### Stated goal
Count the lines in the data below that contain the string "roof", treating uppercase and lowercase letters as distinct, and reply with that number alone.

■ ■ ■

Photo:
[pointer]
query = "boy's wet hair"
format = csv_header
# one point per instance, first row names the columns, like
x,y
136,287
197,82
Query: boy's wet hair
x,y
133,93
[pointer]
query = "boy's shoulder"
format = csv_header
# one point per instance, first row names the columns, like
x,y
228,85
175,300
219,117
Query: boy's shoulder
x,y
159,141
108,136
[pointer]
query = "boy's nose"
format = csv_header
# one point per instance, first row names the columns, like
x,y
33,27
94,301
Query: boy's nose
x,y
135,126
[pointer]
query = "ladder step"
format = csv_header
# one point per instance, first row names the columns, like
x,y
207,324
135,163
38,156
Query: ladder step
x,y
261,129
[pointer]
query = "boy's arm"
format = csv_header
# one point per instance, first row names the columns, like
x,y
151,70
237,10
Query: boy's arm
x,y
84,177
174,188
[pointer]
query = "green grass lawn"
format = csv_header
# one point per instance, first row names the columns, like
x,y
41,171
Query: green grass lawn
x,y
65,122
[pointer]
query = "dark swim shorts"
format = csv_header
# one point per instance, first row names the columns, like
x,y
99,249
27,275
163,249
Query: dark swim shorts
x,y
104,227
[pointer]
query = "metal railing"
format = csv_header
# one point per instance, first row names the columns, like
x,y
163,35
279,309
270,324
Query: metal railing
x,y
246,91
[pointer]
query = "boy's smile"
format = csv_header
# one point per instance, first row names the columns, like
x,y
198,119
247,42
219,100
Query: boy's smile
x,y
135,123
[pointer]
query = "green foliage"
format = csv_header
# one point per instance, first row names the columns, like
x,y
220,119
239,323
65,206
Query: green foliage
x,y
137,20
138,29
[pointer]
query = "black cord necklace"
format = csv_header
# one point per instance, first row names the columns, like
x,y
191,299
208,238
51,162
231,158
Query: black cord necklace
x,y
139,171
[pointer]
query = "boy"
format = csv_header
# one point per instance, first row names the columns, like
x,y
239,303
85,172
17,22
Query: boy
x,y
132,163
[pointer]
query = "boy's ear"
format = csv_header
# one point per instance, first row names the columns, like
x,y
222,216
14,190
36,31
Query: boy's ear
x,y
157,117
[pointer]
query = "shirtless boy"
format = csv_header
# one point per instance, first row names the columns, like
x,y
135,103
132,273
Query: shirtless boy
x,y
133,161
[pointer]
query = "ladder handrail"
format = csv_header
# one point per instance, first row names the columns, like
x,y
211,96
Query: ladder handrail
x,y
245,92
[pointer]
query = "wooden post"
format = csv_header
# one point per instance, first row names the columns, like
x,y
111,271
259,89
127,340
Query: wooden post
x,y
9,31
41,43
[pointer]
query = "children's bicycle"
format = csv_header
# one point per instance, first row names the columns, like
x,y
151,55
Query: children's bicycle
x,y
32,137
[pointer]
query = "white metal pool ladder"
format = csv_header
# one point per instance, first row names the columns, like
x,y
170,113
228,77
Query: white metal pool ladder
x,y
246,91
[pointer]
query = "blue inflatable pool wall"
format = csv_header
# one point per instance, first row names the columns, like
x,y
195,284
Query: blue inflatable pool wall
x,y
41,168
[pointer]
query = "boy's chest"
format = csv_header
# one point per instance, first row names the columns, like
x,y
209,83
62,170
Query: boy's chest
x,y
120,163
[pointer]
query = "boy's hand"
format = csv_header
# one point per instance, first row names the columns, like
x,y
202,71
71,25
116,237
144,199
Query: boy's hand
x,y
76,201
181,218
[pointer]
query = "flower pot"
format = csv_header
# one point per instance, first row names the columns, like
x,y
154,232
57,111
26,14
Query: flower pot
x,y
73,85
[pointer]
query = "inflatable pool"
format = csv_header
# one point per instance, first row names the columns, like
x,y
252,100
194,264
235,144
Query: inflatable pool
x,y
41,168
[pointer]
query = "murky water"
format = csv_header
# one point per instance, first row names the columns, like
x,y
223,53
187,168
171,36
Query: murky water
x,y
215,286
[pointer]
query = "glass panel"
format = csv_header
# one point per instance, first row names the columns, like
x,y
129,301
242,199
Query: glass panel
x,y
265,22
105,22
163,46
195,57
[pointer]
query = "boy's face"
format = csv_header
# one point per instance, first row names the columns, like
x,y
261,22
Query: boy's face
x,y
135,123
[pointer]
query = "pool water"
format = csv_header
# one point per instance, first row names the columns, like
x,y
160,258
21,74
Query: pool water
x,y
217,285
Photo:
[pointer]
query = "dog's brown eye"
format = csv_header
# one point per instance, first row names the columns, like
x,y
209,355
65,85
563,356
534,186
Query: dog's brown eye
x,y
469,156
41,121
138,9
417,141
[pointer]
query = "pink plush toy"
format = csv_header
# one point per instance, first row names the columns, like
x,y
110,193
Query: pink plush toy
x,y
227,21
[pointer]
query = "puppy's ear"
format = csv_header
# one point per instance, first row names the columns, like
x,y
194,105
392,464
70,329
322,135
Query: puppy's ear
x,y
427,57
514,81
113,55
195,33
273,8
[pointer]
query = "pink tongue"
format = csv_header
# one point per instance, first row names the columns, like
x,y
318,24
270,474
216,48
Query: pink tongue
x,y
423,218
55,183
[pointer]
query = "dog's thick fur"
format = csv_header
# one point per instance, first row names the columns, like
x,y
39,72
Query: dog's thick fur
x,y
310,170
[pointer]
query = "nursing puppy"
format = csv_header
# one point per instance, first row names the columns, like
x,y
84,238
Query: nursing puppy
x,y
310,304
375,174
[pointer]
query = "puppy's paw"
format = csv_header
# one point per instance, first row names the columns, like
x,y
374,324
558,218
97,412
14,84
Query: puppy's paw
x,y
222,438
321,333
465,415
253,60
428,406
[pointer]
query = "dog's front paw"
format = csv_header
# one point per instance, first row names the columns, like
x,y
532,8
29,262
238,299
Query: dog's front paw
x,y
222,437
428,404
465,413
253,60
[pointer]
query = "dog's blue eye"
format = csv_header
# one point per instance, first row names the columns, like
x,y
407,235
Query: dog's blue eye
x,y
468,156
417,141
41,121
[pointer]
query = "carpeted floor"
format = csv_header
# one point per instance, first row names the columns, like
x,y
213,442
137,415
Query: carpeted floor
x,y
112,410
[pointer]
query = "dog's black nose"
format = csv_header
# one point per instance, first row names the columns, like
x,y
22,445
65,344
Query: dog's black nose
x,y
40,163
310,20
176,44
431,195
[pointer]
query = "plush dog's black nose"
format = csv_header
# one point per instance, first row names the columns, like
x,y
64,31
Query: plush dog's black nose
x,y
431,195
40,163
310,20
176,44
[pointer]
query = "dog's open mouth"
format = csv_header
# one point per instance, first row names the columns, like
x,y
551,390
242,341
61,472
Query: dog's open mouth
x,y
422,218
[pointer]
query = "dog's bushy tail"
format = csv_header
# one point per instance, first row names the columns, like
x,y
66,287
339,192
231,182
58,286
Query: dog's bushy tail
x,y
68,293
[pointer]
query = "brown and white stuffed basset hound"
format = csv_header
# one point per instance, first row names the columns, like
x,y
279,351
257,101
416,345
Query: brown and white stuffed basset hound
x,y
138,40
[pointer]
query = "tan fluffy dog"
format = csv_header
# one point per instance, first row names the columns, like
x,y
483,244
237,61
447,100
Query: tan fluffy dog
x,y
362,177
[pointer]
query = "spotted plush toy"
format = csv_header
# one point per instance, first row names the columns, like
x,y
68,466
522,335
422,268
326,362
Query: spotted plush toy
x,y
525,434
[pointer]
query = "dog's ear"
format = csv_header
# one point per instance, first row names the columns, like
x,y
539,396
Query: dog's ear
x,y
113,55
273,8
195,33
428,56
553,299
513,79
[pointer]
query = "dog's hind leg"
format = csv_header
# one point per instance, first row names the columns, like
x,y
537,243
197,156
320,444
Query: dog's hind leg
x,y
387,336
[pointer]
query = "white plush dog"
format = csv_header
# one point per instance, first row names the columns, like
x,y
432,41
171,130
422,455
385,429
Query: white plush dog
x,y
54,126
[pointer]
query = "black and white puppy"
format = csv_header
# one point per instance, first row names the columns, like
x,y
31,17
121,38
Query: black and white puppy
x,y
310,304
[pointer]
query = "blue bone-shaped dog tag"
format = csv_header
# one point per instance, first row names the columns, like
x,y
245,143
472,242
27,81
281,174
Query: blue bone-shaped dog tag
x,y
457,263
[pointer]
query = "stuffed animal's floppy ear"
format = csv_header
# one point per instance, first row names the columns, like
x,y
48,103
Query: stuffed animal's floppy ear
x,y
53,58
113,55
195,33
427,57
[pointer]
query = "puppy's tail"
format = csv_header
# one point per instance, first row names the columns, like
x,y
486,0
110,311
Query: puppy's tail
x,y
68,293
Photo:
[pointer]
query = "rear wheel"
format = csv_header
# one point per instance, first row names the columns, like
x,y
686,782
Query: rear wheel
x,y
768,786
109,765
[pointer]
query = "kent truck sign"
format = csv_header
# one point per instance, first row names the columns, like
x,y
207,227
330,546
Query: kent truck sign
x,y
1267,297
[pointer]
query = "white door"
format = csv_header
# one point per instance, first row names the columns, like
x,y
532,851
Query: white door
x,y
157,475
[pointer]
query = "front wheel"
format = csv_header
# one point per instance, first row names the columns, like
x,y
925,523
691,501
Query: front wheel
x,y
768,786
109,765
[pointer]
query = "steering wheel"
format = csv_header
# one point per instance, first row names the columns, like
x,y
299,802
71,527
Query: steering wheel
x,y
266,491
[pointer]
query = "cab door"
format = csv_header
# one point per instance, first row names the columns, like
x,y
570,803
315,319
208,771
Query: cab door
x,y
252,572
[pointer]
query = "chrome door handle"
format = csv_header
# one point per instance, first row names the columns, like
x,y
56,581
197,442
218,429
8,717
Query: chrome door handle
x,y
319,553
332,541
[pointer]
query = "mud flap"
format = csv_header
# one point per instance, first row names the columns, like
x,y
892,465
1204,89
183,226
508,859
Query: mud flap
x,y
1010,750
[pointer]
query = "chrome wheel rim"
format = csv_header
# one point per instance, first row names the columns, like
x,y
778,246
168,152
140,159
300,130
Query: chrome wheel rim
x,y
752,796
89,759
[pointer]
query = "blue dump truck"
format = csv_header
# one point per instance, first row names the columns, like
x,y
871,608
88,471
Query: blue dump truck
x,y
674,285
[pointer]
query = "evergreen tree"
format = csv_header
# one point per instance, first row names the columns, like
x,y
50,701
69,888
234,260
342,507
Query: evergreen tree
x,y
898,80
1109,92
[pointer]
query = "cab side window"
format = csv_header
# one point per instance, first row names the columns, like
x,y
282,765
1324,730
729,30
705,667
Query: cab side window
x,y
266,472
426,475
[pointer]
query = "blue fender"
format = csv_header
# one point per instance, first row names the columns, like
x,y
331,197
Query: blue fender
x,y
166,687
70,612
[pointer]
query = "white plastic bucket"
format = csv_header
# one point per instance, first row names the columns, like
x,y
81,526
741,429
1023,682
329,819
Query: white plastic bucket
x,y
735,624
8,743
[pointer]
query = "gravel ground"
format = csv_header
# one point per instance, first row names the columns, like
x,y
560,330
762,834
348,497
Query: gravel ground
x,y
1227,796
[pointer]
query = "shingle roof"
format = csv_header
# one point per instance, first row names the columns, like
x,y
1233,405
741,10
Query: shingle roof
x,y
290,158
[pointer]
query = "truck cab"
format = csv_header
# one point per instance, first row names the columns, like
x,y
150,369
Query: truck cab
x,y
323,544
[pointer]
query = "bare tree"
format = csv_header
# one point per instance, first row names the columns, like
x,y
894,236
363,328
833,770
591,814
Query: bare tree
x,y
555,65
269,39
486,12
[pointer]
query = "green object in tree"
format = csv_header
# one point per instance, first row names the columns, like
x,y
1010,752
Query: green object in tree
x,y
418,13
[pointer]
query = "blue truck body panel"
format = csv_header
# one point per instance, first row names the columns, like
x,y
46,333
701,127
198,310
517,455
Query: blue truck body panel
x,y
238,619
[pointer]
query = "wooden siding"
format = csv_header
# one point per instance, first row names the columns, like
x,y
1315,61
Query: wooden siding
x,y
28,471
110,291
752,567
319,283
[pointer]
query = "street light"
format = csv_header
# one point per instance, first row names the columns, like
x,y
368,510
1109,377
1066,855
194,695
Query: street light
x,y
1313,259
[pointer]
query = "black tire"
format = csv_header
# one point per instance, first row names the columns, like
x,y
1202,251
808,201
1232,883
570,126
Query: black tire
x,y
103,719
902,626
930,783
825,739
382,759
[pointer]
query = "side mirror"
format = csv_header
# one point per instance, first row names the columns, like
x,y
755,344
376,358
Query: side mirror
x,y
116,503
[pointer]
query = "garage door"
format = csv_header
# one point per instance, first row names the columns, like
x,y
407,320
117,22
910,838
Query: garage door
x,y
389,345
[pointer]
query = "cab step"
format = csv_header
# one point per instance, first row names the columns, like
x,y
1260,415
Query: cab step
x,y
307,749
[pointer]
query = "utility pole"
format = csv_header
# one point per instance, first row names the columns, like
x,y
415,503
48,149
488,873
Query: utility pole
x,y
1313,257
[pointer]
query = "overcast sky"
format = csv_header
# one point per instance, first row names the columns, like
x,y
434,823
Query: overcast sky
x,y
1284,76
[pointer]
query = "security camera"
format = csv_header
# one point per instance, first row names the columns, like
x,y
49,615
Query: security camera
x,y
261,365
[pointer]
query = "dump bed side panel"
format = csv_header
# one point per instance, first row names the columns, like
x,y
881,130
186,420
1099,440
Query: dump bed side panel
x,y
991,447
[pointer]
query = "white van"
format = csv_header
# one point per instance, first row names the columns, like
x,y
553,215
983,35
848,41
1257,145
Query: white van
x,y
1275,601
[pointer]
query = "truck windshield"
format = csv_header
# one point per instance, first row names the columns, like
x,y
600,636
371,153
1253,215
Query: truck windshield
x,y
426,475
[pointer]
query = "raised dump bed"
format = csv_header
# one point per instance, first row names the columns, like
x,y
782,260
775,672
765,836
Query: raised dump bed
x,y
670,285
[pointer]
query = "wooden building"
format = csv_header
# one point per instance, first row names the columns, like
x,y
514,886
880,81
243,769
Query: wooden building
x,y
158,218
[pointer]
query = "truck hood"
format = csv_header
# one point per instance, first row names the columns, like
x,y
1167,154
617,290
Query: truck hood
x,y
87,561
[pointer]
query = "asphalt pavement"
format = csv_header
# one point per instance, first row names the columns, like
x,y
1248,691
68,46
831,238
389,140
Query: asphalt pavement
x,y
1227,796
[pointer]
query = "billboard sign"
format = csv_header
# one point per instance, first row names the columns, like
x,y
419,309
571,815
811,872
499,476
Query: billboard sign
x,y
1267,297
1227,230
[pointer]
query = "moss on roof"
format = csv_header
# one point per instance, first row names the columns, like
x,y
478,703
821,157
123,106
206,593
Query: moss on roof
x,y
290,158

■ ■ ■

### Exercise output
4